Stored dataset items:

Content starts

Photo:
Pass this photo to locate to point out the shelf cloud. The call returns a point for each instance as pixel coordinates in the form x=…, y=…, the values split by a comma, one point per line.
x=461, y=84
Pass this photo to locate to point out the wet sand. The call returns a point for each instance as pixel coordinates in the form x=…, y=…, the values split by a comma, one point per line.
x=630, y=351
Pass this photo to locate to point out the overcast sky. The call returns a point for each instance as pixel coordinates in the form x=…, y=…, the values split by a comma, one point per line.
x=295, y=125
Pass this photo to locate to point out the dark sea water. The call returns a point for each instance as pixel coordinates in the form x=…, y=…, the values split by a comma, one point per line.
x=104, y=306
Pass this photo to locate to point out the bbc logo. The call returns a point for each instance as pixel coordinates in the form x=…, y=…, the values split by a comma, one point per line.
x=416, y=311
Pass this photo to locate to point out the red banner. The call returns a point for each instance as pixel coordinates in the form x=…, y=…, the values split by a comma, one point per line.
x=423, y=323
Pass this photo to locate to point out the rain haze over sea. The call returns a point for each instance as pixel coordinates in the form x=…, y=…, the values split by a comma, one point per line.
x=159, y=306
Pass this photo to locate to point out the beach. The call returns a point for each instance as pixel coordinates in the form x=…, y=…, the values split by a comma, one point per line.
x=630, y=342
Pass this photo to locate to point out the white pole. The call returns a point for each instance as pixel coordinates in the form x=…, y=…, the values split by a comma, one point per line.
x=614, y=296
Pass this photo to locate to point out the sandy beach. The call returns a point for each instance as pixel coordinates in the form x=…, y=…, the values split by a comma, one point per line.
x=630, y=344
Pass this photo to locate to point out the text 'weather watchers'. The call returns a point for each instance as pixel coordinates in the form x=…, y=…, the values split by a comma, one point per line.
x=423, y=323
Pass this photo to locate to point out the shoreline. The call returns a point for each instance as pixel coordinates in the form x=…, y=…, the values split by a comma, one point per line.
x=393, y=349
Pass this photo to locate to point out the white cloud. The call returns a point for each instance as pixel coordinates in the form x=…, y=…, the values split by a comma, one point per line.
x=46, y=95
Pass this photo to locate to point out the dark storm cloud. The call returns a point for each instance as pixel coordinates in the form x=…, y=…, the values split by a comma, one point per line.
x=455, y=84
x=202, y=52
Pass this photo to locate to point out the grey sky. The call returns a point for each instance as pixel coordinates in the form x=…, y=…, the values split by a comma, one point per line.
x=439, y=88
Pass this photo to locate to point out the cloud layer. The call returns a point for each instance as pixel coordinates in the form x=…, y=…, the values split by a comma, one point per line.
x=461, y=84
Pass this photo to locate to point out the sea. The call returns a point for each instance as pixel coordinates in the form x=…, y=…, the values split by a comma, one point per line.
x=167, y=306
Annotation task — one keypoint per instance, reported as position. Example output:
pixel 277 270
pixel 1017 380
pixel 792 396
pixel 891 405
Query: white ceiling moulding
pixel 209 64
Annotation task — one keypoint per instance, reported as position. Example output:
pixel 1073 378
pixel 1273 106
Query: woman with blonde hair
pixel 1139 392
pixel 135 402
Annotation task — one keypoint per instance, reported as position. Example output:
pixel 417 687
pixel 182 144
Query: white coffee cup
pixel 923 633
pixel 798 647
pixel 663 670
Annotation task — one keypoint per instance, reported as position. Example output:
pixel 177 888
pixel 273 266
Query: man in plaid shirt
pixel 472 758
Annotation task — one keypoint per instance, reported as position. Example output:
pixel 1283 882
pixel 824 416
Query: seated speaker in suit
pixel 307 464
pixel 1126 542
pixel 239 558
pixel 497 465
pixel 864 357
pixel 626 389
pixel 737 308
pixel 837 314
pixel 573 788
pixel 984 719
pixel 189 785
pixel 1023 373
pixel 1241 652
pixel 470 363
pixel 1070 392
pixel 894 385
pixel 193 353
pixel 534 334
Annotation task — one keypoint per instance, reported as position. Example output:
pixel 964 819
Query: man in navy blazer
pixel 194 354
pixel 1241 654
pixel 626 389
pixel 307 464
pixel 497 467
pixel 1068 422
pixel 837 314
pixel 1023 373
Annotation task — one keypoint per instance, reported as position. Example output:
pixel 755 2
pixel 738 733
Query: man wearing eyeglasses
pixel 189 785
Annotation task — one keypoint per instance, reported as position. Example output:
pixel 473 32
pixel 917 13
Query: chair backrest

Content ends

**What is expected:**
Print the records above exactly as they appear.

**The completed task:**
Photo:
Pass this photo to locate to point out the shelf cloud. The call returns a point for each instance as pixel coordinates in the form x=…, y=…, the values split by a comma, one point per line.
x=461, y=84
Pass this photo to locate to point out the wet sand. The call returns a point for each instance as pixel coordinates in the form x=…, y=…, the values split by a comma, one point per line.
x=630, y=351
Pass this photo to locate to point out the overcast sky. The call returns a point for each instance as pixel coordinates in the form x=…, y=…, the values split by a comma, one point per line.
x=295, y=125
Pass this photo to locate to point out the dark sea water. The call returns a point for each instance as pixel coordinates in the form x=…, y=…, the values split by a comma, one point per line.
x=104, y=306
Pass this photo to locate to point out the bbc logo. The call returns a point for each instance as pixel coordinates in the form x=…, y=…, the values split by a comma, one point per line.
x=416, y=311
Pass this photo to locate to point out the red banner. The call returns a point for each instance as pixel coordinates in the form x=…, y=…, the values split by a comma, one point per line.
x=423, y=323
Pass this photo to locate to point out the rain haze over sea. The call returns a point for each instance as pixel coordinates in the form x=…, y=…, the values split by a comma, one point per line.
x=159, y=306
Pass this photo to locate to point out the beach. The call returns a point for each instance as pixel coordinates in the form x=…, y=…, the values split by a comma, one point per line.
x=630, y=342
Pass this photo to locate to point out the white pole. The call returns a point for each instance as pixel coordinates in the form x=…, y=…, the values split by a comma, one point per line.
x=614, y=296
Pass this photo to locate to point out the sandy beach. The call returns a point for each instance as pixel coordinates in the form x=…, y=…, the values split by a comma, one point per line.
x=630, y=344
Pass this photo to locate to point out the text 'weather watchers'. The call returns a point for each instance as pixel coordinates in the form x=…, y=…, the values split by a comma, one point per line.
x=423, y=323
Pass this photo to locate to point out the shoreline. The call returns a point for each instance as pixel coordinates in the form x=…, y=…, the values split by a comma, one point per line.
x=393, y=349
Pass this photo to locate to point out the white cloud. The call returns a point for each instance as pixel coordinates in the form x=…, y=…, the values split by a comma, one point per line.
x=46, y=95
Pass this photo to locate to point out the dark storm cloud. The call returns a point for each instance as pixel coordinates in the form x=…, y=…, the values split by a comma, one point per line.
x=455, y=84
x=202, y=52
Pass this photo to locate to point out the grey sky. The call returns a point for each instance as pixel coordinates in the form x=…, y=…, the values split by a comma, one point per line.
x=439, y=88
Pass this photo to locate to point out the cloud layer. The call returns a point for each instance as pixel coordinates in the form x=…, y=…, the values split by a comma, one point per line.
x=461, y=84
Pass this photo to locate to point out the sea. The call returns a point for each instance as pixel coordinates in the form x=…, y=…, the values split by a comma, one point per line.
x=167, y=306
Annotation task — one keypoint per instance, reported as position. Example output:
pixel 277 270
pixel 1017 380
pixel 792 396
pixel 891 405
Query: white ceiling moulding
pixel 209 64
Annotation task — one keypoint per instance, reported as position. Example output:
pixel 1073 378
pixel 1273 106
Query: woman with blonde hair
pixel 1139 392
pixel 135 402
Annotation task — one keypoint per instance, reported as position. Example output:
pixel 417 687
pixel 182 144
Query: white coffee cup
pixel 923 633
pixel 798 647
pixel 663 670
Annotation task — one keypoint per instance, reported as position. Example output:
pixel 177 888
pixel 273 266
Query: man in plaid shirt
pixel 472 758
Annotation task — one keypoint per instance, reported as position. Example output:
pixel 1283 882
pixel 824 416
Query: seated speaker in suit
pixel 307 464
pixel 1126 542
pixel 239 558
pixel 497 465
pixel 864 357
pixel 626 389
pixel 737 308
pixel 837 314
pixel 573 788
pixel 984 719
pixel 189 785
pixel 1023 373
pixel 1241 652
pixel 470 363
pixel 1070 392
pixel 894 385
pixel 193 353
pixel 534 334
Annotation task — one keypoint per instance, reported as position. Example output:
pixel 964 819
Query: man in navy blazer
pixel 194 354
pixel 1241 654
pixel 626 389
pixel 307 464
pixel 497 467
pixel 1068 422
pixel 837 314
pixel 1023 373
Annotation task — one keypoint per instance, reported as position. Example output:
pixel 755 2
pixel 738 733
Query: man wearing eyeglasses
pixel 189 785
Annotation task — one keypoint per instance, reported as position. Example output:
pixel 473 32
pixel 917 13
Query: chair backrest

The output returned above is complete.